__EXCERTO SELECIONADO__.
------

III. Em 06-03-2018, a Devedora deu conhecimento e arguiu excepção dilatória de conhecimento oficioso (artigos 6.º, 576.º, 577.º, 578.º e 278.º todos do Cód. Proc. Civil), com importância para a Devedora, sobre questão incidental, referente ao crédito reclamado por José que não deverá ser atendido na sua totalidade, mas, apenas será responsável pelas dívidas daquele na proporção da quota que lhe tenha cabido na herança.
IV. Entendeu a douta sentença recorrida que, a lista provisória de créditos foi apresentada pelo senhor administrador provisório em 13- 11-2017, não sendo impugnada a lista provisória de créditos, foi automaticamente reconhecido, não podendo posteriormente, em 06-03- 2018 ser posto em questão, o que não pode ser considerada.
V. É justamente a decisão contida neste despacho que é impugnada, por via de recurso de apelação.
VI. O douto Tribunal deve resolver todas as questões que as partes tenham submetido à sua apreciação, exceptuadas aquelas, cuja decisão esteja prejudicada pela solução dada a outras (artigos 130.º e 608.º n.º 2 do Cód. Proc. Civil).

------

__LINHAS FORNECIDAS__.
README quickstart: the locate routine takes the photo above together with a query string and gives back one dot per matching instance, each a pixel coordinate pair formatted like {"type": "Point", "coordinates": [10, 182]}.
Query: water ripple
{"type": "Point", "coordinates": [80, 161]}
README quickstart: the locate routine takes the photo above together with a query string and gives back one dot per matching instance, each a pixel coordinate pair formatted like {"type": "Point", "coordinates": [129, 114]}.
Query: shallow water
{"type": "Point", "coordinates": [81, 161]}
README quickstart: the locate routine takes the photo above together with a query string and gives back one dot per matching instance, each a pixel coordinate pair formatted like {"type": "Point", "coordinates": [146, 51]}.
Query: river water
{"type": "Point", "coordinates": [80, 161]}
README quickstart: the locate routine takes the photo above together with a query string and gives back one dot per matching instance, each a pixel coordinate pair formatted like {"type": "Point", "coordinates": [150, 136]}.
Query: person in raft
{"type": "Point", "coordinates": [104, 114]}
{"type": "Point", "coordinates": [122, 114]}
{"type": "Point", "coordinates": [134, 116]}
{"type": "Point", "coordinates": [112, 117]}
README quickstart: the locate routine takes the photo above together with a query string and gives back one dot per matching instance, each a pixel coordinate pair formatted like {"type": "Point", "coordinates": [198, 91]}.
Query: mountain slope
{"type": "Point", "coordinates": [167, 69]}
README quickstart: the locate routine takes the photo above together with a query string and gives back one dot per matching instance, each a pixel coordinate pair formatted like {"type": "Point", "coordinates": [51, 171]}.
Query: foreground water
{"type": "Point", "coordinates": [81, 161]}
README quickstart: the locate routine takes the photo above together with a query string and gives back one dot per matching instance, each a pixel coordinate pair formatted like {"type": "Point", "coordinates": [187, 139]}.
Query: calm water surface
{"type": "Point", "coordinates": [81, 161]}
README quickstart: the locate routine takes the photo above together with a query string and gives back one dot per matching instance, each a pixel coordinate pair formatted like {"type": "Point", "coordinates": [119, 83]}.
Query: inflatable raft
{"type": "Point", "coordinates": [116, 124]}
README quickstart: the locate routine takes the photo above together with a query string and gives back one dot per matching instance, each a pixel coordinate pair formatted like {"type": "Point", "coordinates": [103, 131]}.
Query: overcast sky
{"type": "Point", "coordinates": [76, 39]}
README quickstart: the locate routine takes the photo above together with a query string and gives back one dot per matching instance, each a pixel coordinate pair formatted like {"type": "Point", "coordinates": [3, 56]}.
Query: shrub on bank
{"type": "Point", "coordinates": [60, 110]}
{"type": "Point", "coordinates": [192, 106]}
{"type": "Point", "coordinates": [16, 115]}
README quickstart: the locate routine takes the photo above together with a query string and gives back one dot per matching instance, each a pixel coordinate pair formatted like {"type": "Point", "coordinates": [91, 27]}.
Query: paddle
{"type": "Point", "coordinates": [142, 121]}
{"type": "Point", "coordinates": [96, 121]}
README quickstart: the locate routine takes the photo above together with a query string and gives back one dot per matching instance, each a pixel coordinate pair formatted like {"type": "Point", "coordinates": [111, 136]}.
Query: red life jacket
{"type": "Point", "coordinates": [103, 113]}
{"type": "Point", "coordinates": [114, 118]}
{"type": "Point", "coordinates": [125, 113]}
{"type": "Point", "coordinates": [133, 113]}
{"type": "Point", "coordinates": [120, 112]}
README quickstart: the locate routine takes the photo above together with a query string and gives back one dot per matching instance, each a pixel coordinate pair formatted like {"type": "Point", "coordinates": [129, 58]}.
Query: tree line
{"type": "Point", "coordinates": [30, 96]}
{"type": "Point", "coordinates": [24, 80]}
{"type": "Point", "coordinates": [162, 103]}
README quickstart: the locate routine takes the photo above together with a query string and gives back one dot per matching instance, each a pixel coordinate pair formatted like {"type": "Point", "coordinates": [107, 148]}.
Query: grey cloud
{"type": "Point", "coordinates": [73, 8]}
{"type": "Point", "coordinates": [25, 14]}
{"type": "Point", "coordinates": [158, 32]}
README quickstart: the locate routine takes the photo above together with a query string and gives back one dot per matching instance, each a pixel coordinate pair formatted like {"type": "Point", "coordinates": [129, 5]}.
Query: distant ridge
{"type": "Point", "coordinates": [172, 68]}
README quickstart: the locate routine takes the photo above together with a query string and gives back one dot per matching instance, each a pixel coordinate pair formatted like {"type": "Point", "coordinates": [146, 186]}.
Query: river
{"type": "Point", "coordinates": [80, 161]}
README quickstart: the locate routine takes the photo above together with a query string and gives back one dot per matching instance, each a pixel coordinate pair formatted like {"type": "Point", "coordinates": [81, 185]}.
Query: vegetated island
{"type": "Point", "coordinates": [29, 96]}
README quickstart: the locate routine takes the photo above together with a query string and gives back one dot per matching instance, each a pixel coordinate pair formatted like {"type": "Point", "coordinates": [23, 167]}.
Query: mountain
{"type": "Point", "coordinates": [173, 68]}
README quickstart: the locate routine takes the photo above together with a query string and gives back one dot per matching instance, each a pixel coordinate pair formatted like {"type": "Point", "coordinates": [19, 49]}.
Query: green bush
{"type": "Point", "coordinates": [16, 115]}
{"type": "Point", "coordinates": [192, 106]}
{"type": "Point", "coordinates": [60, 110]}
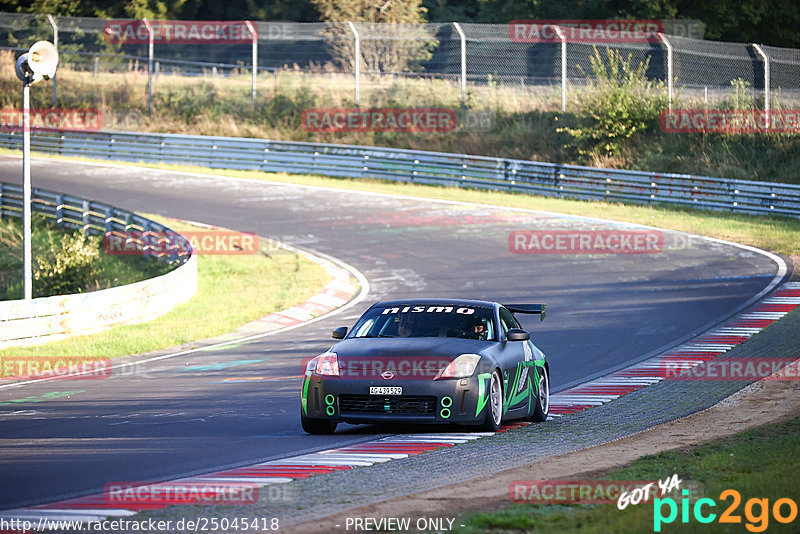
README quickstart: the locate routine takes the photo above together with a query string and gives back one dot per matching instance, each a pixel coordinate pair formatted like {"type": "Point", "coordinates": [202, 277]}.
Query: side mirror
{"type": "Point", "coordinates": [517, 334]}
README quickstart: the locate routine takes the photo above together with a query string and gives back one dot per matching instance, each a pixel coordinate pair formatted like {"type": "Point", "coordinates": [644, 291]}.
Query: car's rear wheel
{"type": "Point", "coordinates": [494, 408]}
{"type": "Point", "coordinates": [542, 402]}
{"type": "Point", "coordinates": [318, 426]}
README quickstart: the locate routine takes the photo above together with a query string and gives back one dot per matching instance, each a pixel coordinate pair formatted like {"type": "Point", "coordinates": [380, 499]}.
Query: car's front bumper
{"type": "Point", "coordinates": [460, 400]}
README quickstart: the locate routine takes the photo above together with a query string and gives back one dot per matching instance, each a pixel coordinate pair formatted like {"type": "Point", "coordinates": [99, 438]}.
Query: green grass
{"type": "Point", "coordinates": [232, 290]}
{"type": "Point", "coordinates": [761, 463]}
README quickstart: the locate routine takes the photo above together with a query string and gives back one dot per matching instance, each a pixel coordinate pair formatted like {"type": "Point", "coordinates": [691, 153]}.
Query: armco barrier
{"type": "Point", "coordinates": [459, 170]}
{"type": "Point", "coordinates": [48, 318]}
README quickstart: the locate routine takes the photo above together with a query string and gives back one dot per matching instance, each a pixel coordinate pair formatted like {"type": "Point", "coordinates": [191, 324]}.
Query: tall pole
{"type": "Point", "coordinates": [669, 68]}
{"type": "Point", "coordinates": [26, 190]}
{"type": "Point", "coordinates": [55, 43]}
{"type": "Point", "coordinates": [149, 65]}
{"type": "Point", "coordinates": [463, 39]}
{"type": "Point", "coordinates": [765, 57]}
{"type": "Point", "coordinates": [357, 61]}
{"type": "Point", "coordinates": [252, 30]}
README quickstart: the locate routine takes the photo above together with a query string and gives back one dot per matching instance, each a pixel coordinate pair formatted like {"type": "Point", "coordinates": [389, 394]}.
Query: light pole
{"type": "Point", "coordinates": [39, 63]}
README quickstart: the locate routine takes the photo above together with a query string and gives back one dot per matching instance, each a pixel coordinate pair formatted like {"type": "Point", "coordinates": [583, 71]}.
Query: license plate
{"type": "Point", "coordinates": [385, 390]}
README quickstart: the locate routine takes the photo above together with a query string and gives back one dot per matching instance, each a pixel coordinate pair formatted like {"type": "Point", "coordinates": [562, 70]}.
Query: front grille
{"type": "Point", "coordinates": [387, 404]}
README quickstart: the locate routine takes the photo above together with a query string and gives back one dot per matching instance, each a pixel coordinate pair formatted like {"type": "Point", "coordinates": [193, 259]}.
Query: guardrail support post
{"type": "Point", "coordinates": [765, 57]}
{"type": "Point", "coordinates": [463, 39]}
{"type": "Point", "coordinates": [669, 67]}
{"type": "Point", "coordinates": [149, 65]}
{"type": "Point", "coordinates": [252, 30]}
{"type": "Point", "coordinates": [55, 43]}
{"type": "Point", "coordinates": [357, 59]}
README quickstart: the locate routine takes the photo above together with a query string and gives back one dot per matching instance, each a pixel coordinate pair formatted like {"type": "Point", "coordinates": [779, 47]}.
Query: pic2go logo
{"type": "Point", "coordinates": [756, 511]}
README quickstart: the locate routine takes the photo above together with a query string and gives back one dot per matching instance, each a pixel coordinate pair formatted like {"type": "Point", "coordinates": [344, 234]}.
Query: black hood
{"type": "Point", "coordinates": [444, 347]}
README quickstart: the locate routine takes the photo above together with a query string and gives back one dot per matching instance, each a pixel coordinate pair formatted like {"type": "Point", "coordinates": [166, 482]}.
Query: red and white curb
{"type": "Point", "coordinates": [99, 506]}
{"type": "Point", "coordinates": [704, 347]}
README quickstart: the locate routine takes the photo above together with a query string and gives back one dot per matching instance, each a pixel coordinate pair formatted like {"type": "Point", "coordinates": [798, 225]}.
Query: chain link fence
{"type": "Point", "coordinates": [466, 59]}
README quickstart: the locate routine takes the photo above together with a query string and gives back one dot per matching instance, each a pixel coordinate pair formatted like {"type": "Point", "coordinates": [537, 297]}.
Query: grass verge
{"type": "Point", "coordinates": [759, 464]}
{"type": "Point", "coordinates": [231, 291]}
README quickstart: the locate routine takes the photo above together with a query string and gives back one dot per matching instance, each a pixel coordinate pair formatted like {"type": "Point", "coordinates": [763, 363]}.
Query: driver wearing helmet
{"type": "Point", "coordinates": [477, 329]}
{"type": "Point", "coordinates": [405, 325]}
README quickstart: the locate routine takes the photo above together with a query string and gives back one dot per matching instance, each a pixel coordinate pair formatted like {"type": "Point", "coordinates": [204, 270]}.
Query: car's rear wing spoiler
{"type": "Point", "coordinates": [536, 309]}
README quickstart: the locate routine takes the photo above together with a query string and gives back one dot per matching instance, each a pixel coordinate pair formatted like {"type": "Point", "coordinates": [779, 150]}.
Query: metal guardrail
{"type": "Point", "coordinates": [456, 170]}
{"type": "Point", "coordinates": [47, 318]}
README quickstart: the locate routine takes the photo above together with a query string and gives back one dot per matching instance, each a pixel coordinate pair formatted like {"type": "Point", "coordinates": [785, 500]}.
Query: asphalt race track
{"type": "Point", "coordinates": [176, 416]}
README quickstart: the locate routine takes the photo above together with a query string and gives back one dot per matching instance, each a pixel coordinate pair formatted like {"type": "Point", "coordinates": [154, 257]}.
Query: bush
{"type": "Point", "coordinates": [618, 102]}
{"type": "Point", "coordinates": [62, 263]}
{"type": "Point", "coordinates": [66, 264]}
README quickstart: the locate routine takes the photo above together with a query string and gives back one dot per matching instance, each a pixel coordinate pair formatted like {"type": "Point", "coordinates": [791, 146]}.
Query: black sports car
{"type": "Point", "coordinates": [429, 361]}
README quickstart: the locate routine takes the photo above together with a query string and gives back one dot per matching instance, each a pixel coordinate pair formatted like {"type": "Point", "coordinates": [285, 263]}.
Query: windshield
{"type": "Point", "coordinates": [465, 322]}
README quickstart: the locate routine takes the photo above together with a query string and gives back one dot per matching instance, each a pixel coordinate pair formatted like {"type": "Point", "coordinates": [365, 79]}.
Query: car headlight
{"type": "Point", "coordinates": [326, 364]}
{"type": "Point", "coordinates": [461, 367]}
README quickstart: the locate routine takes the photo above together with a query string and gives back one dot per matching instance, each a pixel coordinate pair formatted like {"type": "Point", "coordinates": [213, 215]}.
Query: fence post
{"type": "Point", "coordinates": [255, 56]}
{"type": "Point", "coordinates": [55, 43]}
{"type": "Point", "coordinates": [357, 60]}
{"type": "Point", "coordinates": [563, 39]}
{"type": "Point", "coordinates": [669, 67]}
{"type": "Point", "coordinates": [149, 65]}
{"type": "Point", "coordinates": [765, 57]}
{"type": "Point", "coordinates": [463, 39]}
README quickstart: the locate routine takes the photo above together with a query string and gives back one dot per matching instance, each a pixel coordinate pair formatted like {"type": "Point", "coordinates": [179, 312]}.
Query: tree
{"type": "Point", "coordinates": [400, 48]}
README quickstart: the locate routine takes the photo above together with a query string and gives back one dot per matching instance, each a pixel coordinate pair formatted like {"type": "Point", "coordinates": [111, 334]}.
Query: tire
{"type": "Point", "coordinates": [494, 412]}
{"type": "Point", "coordinates": [542, 403]}
{"type": "Point", "coordinates": [318, 426]}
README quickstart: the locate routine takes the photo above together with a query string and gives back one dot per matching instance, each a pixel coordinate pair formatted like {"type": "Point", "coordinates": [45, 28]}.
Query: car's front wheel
{"type": "Point", "coordinates": [494, 408]}
{"type": "Point", "coordinates": [317, 426]}
{"type": "Point", "coordinates": [542, 402]}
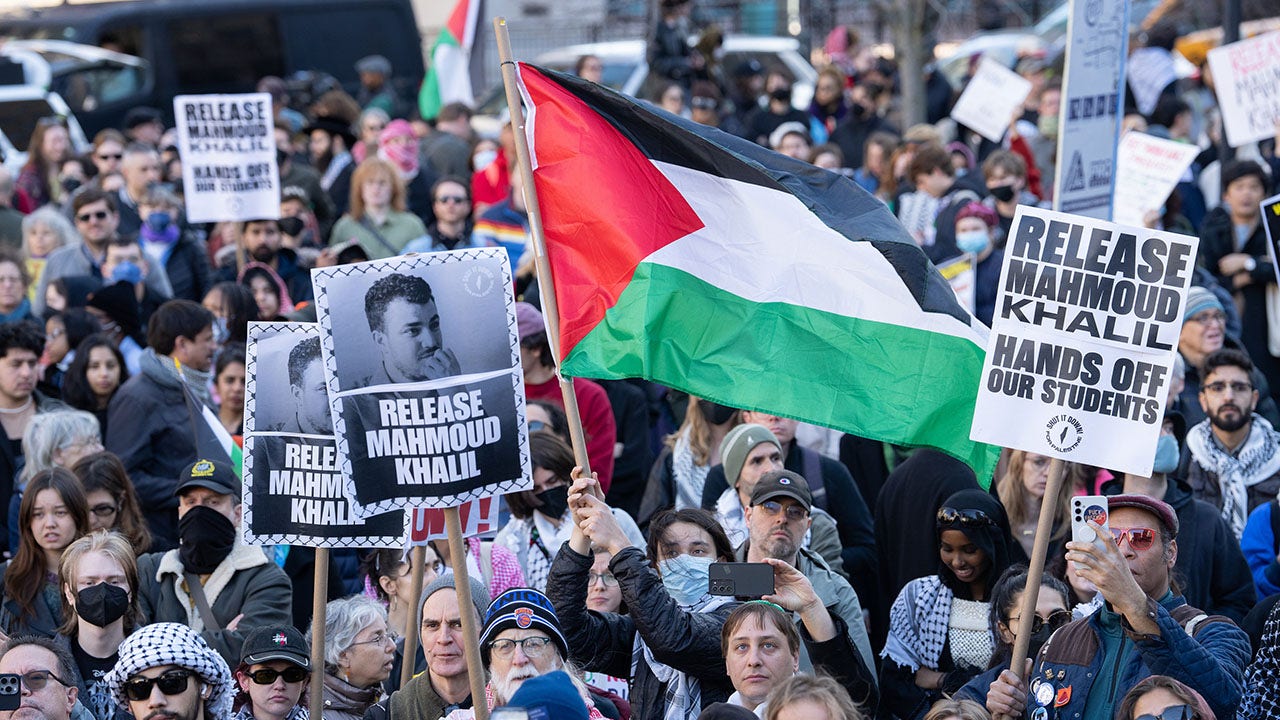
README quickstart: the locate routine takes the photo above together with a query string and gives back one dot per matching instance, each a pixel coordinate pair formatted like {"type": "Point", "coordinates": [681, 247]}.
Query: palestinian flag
{"type": "Point", "coordinates": [448, 78]}
{"type": "Point", "coordinates": [707, 263]}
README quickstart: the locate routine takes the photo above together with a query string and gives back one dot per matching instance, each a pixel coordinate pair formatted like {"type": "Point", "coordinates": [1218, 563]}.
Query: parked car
{"type": "Point", "coordinates": [627, 71]}
{"type": "Point", "coordinates": [227, 45]}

------

__TAREFA A REALIZAR__.
Transcreva literalmente, do excerto sobre o recurso de apelação, o trecho que vai desde "IV. Entendeu a" até "Cód. Proc. Civil).". As linhas não têm qualquer relação com o excerto.

__RESPOSTA__.
IV. Entendeu a douta sentença recorrida que, a lista provisória de créditos foi apresentada pelo senhor administrador provisório em 13- 11-2017, não sendo impugnada a lista provisória de créditos, foi automaticamente reconhecido, não podendo posteriormente, em 06-03- 2018 ser posto em questão, o que não pode ser considerada.
V. É justamente a decisão contida neste despacho que é impugnada, por via de recurso de apelação.
VI. O douto Tribunal deve resolver todas as questões que as partes tenham submetido à sua apreciação, exceptuadas aquelas, cuja decisão esteja prejudicada pela solução dada a outras (artigos 130.º e 608.º n.º 2 do Cód. Proc. Civil).